▶ _Records supplied_:
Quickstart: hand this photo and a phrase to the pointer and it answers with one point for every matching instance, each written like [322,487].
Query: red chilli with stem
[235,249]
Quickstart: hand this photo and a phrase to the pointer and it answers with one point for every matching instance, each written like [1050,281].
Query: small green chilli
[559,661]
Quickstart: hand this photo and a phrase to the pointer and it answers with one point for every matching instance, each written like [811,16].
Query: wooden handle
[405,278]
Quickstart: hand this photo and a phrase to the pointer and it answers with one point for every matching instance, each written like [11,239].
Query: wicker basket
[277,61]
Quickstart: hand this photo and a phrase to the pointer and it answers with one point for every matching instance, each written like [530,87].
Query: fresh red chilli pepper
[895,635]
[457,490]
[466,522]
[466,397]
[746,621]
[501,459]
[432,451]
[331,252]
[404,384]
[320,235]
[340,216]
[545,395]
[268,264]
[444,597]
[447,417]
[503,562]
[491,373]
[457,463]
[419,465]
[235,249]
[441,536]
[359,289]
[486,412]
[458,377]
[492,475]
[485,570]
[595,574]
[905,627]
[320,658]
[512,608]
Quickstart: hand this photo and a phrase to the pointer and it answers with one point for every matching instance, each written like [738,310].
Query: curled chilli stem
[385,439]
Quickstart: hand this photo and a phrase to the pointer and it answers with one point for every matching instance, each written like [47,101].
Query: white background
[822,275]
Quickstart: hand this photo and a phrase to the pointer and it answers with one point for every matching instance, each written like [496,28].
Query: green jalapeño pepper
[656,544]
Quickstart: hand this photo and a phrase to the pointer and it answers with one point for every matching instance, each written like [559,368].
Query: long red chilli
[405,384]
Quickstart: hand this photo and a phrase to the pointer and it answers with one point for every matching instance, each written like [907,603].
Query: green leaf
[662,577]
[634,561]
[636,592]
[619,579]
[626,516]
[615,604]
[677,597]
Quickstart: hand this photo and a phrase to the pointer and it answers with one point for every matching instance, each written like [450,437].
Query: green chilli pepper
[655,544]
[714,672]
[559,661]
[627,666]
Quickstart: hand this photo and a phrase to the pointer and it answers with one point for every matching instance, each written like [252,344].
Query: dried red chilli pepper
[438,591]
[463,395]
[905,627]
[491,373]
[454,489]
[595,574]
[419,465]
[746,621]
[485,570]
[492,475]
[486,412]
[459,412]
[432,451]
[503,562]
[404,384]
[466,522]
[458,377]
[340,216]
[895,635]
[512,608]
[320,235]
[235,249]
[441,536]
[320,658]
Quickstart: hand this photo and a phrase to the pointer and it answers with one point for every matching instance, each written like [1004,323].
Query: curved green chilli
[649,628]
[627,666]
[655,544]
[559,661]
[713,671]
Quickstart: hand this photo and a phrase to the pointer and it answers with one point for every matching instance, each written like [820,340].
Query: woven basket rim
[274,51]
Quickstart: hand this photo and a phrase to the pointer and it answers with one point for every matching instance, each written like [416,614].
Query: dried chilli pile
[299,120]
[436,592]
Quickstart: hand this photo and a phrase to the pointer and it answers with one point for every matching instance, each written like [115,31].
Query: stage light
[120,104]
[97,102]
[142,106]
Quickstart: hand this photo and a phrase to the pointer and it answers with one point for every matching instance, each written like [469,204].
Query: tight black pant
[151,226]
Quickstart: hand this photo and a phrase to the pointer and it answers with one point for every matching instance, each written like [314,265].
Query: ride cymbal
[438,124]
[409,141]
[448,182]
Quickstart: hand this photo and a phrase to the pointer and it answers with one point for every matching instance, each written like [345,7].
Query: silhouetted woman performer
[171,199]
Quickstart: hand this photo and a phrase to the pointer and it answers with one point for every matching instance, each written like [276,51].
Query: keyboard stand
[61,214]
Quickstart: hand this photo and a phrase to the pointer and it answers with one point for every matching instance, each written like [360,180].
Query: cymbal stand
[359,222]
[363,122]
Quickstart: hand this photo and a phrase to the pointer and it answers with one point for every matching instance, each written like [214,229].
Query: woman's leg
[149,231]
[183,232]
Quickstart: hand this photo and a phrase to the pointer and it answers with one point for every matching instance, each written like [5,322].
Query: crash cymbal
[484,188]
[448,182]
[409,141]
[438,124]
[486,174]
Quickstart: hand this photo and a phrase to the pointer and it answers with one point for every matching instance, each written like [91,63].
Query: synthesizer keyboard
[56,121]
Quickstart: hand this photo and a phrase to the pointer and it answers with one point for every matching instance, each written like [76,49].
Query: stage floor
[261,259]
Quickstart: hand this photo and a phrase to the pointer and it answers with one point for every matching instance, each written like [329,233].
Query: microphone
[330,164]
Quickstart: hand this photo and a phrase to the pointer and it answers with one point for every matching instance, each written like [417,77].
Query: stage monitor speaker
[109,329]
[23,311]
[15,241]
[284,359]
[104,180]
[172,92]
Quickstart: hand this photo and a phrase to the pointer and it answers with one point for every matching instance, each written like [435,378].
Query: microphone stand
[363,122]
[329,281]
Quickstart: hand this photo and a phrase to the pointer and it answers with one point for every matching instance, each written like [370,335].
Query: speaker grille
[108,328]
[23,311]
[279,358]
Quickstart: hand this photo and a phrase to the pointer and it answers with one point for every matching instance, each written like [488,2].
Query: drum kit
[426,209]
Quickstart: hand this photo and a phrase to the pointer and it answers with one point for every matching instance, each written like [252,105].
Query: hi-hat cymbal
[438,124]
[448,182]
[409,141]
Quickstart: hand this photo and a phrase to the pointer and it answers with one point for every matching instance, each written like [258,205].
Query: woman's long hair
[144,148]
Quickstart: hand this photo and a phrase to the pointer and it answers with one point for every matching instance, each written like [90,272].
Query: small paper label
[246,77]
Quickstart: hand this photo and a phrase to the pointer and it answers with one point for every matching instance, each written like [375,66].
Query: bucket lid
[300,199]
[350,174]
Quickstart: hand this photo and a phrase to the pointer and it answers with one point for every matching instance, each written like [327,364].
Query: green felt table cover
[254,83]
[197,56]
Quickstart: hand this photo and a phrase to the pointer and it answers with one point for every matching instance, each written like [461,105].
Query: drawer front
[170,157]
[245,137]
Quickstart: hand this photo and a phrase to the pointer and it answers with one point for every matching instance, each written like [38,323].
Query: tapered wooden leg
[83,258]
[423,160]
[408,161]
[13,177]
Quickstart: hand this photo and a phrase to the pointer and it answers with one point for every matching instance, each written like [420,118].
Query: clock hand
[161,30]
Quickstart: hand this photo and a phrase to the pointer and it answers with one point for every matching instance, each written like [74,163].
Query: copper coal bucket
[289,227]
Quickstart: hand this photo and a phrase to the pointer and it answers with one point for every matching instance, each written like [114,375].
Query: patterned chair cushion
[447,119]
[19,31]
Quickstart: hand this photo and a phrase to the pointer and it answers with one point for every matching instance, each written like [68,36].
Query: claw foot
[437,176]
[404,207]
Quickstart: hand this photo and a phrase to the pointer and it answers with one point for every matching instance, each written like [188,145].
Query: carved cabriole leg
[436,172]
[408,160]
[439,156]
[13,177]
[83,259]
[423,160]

▶ _What this task involves_: Could you write out all the entries exactly as given?

▶ _Expected answer_:
Quickstart: hand this photo and a phrase to the pointer and it answers with one point for every matching instance, each written like [322,487].
Query: red chilli with stem
[235,249]
Quickstart: hand this photo and a phrase to the pointer and it answers with one point for every matching instance, each written like [1050,281].
Query: small green chilli
[559,661]
Quickstart: hand this photo and a phrase to the pointer and it answers with one point for every matching instance, each written like [811,16].
Query: wooden handle
[405,278]
Quickstart: hand this photo and a phrase to the pointer and it answers with one point for every matching instance, each written like [11,239].
Query: wicker basket
[277,61]
Quickstart: hand this photo and a phrase to the pointer and it answers with one point for every matching instance, each written like [530,87].
Query: fresh red chilli pepper
[895,635]
[457,490]
[466,522]
[466,397]
[746,621]
[501,459]
[432,451]
[331,252]
[404,384]
[320,235]
[340,216]
[545,395]
[268,264]
[444,597]
[447,417]
[503,562]
[491,373]
[457,463]
[419,465]
[235,249]
[441,536]
[359,289]
[486,412]
[458,377]
[492,475]
[485,570]
[595,574]
[905,627]
[320,658]
[512,608]
Quickstart: hand this photo and a phrase to the pointer and it answers with one point for every matching instance, each written like [738,310].
Query: curled chilli stem
[385,439]
Quickstart: hand this photo and a phrase to the pointer and it answers with one point for every matching instance, each written like [47,101].
Query: white background
[822,275]
Quickstart: hand this photo and a phrase to the pointer and it answers with one point for every matching instance, each written like [496,28].
Query: green jalapeño pepper
[656,544]
Quickstart: hand this photo and a phrase to the pointer and it answers with one point for every matching instance, each written like [559,368].
Query: long red chilli
[405,384]
Quickstart: hand this photo and a phrase to the pointer and it answers with one point for every matching instance, each written like [907,603].
Query: green leaf
[662,577]
[634,561]
[636,592]
[619,579]
[626,516]
[615,604]
[677,597]
Quickstart: hand this photo and a phrase to the pointer and it answers with one point for every matching instance, each written like [450,437].
Query: green chilli pepper
[655,544]
[714,672]
[559,661]
[627,666]
Quickstart: hand this photo and a phrase to the pointer and it answers with one point for every matching instance, each written like [252,344].
Query: dried red chilli pepper
[438,591]
[463,395]
[905,627]
[491,373]
[454,489]
[595,574]
[419,465]
[746,621]
[485,570]
[492,475]
[486,412]
[459,412]
[432,451]
[503,562]
[404,384]
[466,522]
[458,377]
[340,216]
[895,635]
[512,608]
[320,235]
[235,249]
[441,536]
[320,658]
Quickstart: hand this photo and a phrase to the pointer and it answers with one point for every matching instance, each written like [1004,323].
Query: curved green chilli
[649,628]
[627,666]
[655,544]
[559,661]
[713,671]
Quickstart: hand this photo and a phrase to the pointer and it answers with one point for every matching instance, each written like [820,340].
Query: woven basket rim
[274,51]
Quickstart: hand this photo and a phrase to the pointer and it answers with one point for every matching instance, each written like [416,614].
Query: dried chilli pile
[299,120]
[436,592]
Quickstart: hand this photo and a phrase to the pointer and it answers with one point for every matching instance, each written like [115,31].
Query: stage light
[120,104]
[97,102]
[142,106]
Quickstart: hand this photo and a phrase to the pointer and it answers with one point for every matching instance, each written like [469,204].
Query: tight black pant
[151,226]
Quickstart: hand this photo and a phrase to the pointer and it answers with one point for every matching instance, each written like [314,265].
Query: ride cymbal
[438,124]
[409,141]
[448,182]
Quickstart: hand this photo and a phrase to the pointer and it answers with one point for every matching instance, each written like [345,7].
Query: silhouetted woman performer
[171,199]
Quickstart: hand this photo and a phrase to the pointer and it answers with one point for every matching instance, each written like [276,51].
Query: keyboard stand
[61,214]
Quickstart: hand this photo and a phrase to the pointer and it answers with one point for every matching instance, each written like [360,180].
Query: cymbal stand
[359,222]
[363,122]
Quickstart: hand this photo and a phrase to the pointer and it answers with one point for every matching instance, each written like [214,229].
Query: woman's leg
[149,231]
[183,232]
Quickstart: hand this photo and a phrase to the pointer and it answers with one point for every matching instance, each written like [5,322].
Query: crash cymbal
[484,188]
[448,182]
[409,141]
[438,124]
[486,174]
Quickstart: hand this photo and a phrase to the pointer and it answers with one point for every matching instance, each written like [91,63].
Query: synthesizer keyboard
[56,121]
Quickstart: hand this photo and a phrase to the pointer and it answers with one point for every matching instance, each written like [76,49].
Query: stage floor
[261,259]
Quickstart: hand this photo and a phrase to the pointer and it answers with one point for every matching instance, each written like [329,233].
Query: microphone
[330,164]
Quickstart: hand this photo and a phrase to the pointer and it answers with one point for every matching instance, each written like [417,77].
Query: stage monitor speaker
[109,329]
[23,311]
[15,241]
[284,359]
[104,180]
[172,92]
Quickstart: hand this photo and a phrase to the pointer and it answers with one point for every matching instance, each written like [435,378].
Query: microphone stand
[363,122]
[329,281]
Quickstart: hand this photo and a phrase to the pointer and it answers with one point for every matching instance, each written like [370,335].
Query: speaker grille
[108,328]
[23,311]
[279,358]
Quickstart: hand this photo and a phrase to the pointer and it answers with one point for every matching instance, each written like [488,2].
Query: drum kit
[426,209]
Quickstart: hand this photo and a phrase to the pointer and it answers with one point for every matching instance, each written like [252,105].
Query: hi-hat cymbal
[438,124]
[448,182]
[409,141]
Quickstart: hand this photo and a phrase to the pointer and it answers with one point for every matching instance, each written like [258,205].
Query: woman's long hair
[144,148]
Quickstart: hand this photo and a phrase to the pointer and it answers with one point for every matching instance, each written like [90,272].
Query: small paper label
[246,77]
Quickstart: hand this photo and a phrase to the pointer and it answers with one point for every matching instance, each written like [375,66].
Query: bucket lid
[300,199]
[350,174]
Quickstart: hand this photo and a phrase to the pointer and it answers with one point for every matching instance, each written like [327,364].
Query: green felt table cover
[254,83]
[197,56]
Quickstart: hand this photo and a phrase to the pointer and it answers with one point for every matching instance, each written like [461,105].
Query: drawer front
[170,157]
[245,137]
Quickstart: hand this photo and a phrase to the pointer and it answers with one point for every matching instance, each written like [38,323].
Query: tapered wooden leg
[83,258]
[423,160]
[408,161]
[13,177]
Quickstart: hand this photo and a phrase to the pointer and it answers with one point for every matching instance, each written like [420,118].
Query: clock hand
[161,30]
Quickstart: hand this photo and a phrase to the pointer and it answers with one point for every matching instance, each written like [74,163].
Query: copper coal bucket
[289,227]
Quickstart: hand this photo and a phrase to the pointer and it answers with one point for every matching instance, each written like [114,375].
Query: patterned chair cushion
[447,119]
[19,31]
Quickstart: hand this photo and a phrase to the pointer and it answers with one point for every matching instance, each written like [68,36].
Query: claw foot
[437,176]
[404,207]
Quickstart: hand this photo and a phrase to the pointer and it answers with one point for every matching instance, each written like [188,145].
Query: carved cabriole leg
[436,172]
[408,160]
[439,156]
[13,177]
[83,259]
[423,160]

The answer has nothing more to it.